Source material.
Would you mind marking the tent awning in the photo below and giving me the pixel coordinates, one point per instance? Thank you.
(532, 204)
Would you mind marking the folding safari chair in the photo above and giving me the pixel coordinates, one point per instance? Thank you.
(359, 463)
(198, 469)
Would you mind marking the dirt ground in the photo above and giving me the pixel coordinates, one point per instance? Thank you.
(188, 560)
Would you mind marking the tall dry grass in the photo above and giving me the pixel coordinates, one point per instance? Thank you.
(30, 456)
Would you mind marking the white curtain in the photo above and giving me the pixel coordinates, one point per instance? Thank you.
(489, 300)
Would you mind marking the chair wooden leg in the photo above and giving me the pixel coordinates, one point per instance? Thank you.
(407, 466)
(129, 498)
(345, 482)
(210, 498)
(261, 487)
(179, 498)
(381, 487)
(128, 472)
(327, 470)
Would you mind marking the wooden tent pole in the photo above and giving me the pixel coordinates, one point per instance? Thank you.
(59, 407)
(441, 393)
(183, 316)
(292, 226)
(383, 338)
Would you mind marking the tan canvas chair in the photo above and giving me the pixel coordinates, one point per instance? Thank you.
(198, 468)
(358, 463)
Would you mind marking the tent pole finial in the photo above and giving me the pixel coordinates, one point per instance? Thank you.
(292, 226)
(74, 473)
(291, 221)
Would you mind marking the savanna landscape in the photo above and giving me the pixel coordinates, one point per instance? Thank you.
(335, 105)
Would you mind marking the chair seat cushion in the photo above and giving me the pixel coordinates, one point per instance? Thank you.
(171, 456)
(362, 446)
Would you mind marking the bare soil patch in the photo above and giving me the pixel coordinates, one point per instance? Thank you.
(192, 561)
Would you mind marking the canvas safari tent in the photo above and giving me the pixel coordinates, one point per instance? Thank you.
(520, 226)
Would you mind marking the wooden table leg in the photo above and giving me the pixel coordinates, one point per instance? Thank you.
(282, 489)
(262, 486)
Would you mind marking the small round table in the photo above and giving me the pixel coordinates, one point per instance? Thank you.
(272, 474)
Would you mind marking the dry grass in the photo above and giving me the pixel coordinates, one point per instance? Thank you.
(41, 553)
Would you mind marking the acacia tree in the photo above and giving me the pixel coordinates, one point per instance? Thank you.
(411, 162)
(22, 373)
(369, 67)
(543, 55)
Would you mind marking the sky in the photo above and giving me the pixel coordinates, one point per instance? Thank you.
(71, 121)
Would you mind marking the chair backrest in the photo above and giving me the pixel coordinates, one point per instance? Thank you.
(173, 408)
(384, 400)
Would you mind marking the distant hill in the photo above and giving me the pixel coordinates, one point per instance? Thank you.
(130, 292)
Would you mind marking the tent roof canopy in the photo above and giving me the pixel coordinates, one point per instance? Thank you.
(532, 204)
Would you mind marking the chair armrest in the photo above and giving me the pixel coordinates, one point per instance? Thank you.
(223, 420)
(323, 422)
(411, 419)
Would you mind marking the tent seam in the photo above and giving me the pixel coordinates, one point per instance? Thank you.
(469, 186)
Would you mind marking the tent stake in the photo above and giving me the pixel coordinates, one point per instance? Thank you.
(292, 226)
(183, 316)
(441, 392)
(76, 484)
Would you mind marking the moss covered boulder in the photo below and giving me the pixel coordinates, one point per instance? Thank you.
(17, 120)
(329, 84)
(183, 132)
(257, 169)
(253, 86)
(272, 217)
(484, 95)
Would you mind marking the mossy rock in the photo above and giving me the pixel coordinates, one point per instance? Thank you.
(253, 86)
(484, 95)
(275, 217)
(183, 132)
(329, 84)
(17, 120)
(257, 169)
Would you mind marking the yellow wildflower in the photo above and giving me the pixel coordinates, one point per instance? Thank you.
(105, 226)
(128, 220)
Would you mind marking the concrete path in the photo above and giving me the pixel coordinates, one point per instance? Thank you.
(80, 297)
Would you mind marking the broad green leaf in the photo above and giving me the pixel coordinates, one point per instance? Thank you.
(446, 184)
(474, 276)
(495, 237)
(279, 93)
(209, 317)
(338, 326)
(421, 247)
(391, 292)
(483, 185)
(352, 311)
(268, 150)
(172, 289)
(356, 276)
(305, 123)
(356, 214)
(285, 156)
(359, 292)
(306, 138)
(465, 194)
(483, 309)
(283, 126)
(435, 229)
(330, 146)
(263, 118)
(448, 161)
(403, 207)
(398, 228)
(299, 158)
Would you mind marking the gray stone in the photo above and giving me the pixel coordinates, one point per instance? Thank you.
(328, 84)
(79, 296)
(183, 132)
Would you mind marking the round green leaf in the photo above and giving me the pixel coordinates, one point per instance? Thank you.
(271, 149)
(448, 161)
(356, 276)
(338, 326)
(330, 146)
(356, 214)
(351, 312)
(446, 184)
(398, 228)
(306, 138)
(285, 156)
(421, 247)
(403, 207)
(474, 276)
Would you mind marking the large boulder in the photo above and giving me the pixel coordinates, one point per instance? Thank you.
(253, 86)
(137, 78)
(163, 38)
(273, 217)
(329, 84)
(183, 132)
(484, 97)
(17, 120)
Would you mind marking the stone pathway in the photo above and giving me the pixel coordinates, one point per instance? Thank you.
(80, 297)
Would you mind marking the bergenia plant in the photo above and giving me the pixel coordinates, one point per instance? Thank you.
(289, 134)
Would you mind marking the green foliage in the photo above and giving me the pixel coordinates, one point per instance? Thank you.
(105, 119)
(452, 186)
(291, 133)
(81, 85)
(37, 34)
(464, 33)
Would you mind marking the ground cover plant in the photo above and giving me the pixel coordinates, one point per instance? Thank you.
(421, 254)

Aim of the exercise. Word for word, return the entire listing above.

Reply to the task.
Would you mind marking the tent awning in the photo below and giving me the pixel coordinates, one point per instance? Thank you.
(532, 204)
Would you mind marking the folding safari chair in the photo above and giving me the pixel coordinates, one point per instance? Thank you.
(359, 463)
(198, 469)
Would you mind marking the dirt ground in the photo above and giving me the pixel coordinates, one point per instance? Thank you.
(188, 560)
Would you mind marking the tall dry grass in the photo above and giving me the pixel coordinates, one point per instance? Thank you.
(30, 456)
Would you mind marking the white curtain in the photo above and giving me the pixel coordinates, one point per instance? Thank you.
(489, 300)
Would you mind marking the chair wooden leg in the photo above and giving me the pixel coordinates, one point per instance? Thank you.
(407, 466)
(129, 498)
(345, 482)
(210, 498)
(261, 487)
(179, 498)
(381, 487)
(128, 472)
(327, 470)
Would you mind marking the wooden tent pole in the photo above and giving me the pixel coordinates, one point per instance? Thank you.
(59, 407)
(441, 393)
(183, 316)
(292, 226)
(383, 338)
Would you mind marking the tan canvas chair in the photo above and giving me the pixel coordinates, one point per instance? Thank you.
(198, 468)
(358, 463)
Would you mind marking the tent pole finial in the photo above and giving me the pixel coordinates, one point per instance? Thank you.
(292, 226)
(74, 473)
(291, 221)
Would you mind marking the savanna landscape in the photo above and giving me the pixel coordinates, one point per instance? Thank you.
(335, 105)
Would you mind marking the chair seat cushion in the photo above and giving me the pixel coordinates, one point per instance? Thank you.
(171, 456)
(362, 446)
Would you mind marking the bare soil patch in the photo above and giving me the pixel coordinates, one point per instance? Thank you.
(192, 561)
Would you mind marking the canvas safari tent in the photo above and giving me the pixel coordinates, one point per instance? Thank you.
(520, 226)
Would you mind marking the wooden table leg in the photo above and giving me the pixel coordinates, one point per instance? Thank you.
(282, 489)
(262, 486)
Would you mind marking the small round table in the photo above and giving me the pixel coordinates, one point per instance? Thank you.
(272, 474)
Would you mind marking the dry grass in the photo above and giving me the pixel coordinates, one point per instance? Thank you.
(41, 553)
Would you mind marking the acacia tree in the photo above and giving me the pixel coordinates, one point per instance? Thank you.
(411, 162)
(22, 373)
(369, 67)
(543, 55)
Would you mind marking the sky in the photo above and giving me the pixel coordinates, one point per instance? Thank you.
(71, 121)
Would you mind marking the chair backrest in the photo above and giving me the pixel coordinates, one point per instance? Thank you.
(173, 408)
(384, 400)
Would you mind marking the distant hill in the photo above and giving me the pixel coordinates, one point per instance? Thank you.
(130, 292)
Would you mind marking the tent roof canopy in the photo above and giving me the pixel coordinates, one point per instance? Thank you.
(532, 204)
Would you mind marking the chair armrest in the photo above and giving me the pixel coordinates, one point per instance? Thank you.
(223, 420)
(323, 422)
(411, 419)
Would you mind marking the tent seam in the photo above and giving me the pixel coordinates, one point per instance? Thank you.
(469, 186)
Would you mind marking the tent stake in the photo above and giving me the pixel coordinates, one point per instance? Thank you.
(292, 226)
(183, 316)
(441, 392)
(76, 484)
Would you mind marking the moss covered boulder in the photo below and giving me the pixel coordinates, one point per instance? Thank you.
(17, 120)
(329, 84)
(183, 132)
(257, 169)
(253, 86)
(272, 217)
(484, 95)
Would you mind marking the mossy rock in the photo above and giving me the pixel coordinates, one point per instance? Thank you.
(253, 86)
(484, 95)
(275, 217)
(183, 132)
(329, 84)
(17, 120)
(257, 169)
Would you mind marking the yellow wildflower in the photo above and giving me the pixel coordinates, one point per instance? Thank you.
(105, 226)
(128, 220)
Would you mind marking the concrete path in the photo above and giving me the pixel coordinates, one point per instance? Thank you.
(80, 297)
Would you mind marking the broad green leaf in the photo above and giving me the pixel coordinates, one point per instance? Thank you.
(446, 184)
(474, 276)
(495, 237)
(279, 93)
(209, 317)
(338, 326)
(421, 247)
(391, 292)
(483, 185)
(352, 311)
(268, 150)
(172, 289)
(356, 276)
(305, 123)
(356, 214)
(285, 156)
(359, 292)
(306, 138)
(465, 194)
(483, 309)
(283, 126)
(435, 229)
(330, 146)
(263, 118)
(448, 161)
(403, 207)
(398, 228)
(299, 158)
Would you mind marking the gray stone in the photo above and giving me the pixel coordinates, one point per instance? Thank you.
(328, 84)
(79, 296)
(183, 132)
Would you mind marking the round green leaf in the photo above and giving me the pixel coordinates, one point per instance? Thank you.
(271, 149)
(448, 161)
(356, 276)
(338, 326)
(330, 146)
(356, 214)
(351, 312)
(446, 184)
(398, 228)
(306, 138)
(285, 156)
(421, 247)
(403, 207)
(474, 276)
Would you mind marking the large boulder in the photo above and giving me the pixel coordinates, one point per instance? Thank you.
(253, 86)
(137, 78)
(163, 38)
(273, 217)
(329, 84)
(183, 132)
(484, 97)
(17, 120)
Would you mind marking the stone pathway in the photo above and giving me the pixel coordinates, one point per instance? Thank you.
(80, 297)
Would you mind marking the bergenia plant in the photo above and giving me the pixel coordinates, one point per instance? Thank you.
(289, 134)
Would you mind marking the green foliage in the photo above and giving me the pixel coordinates, one point per instance? Thank you.
(105, 119)
(452, 186)
(291, 133)
(81, 85)
(37, 34)
(464, 33)
Would you mind marking the ground cover plant in the photo above and giving me the pixel coordinates, one point per instance? Thank you.
(421, 254)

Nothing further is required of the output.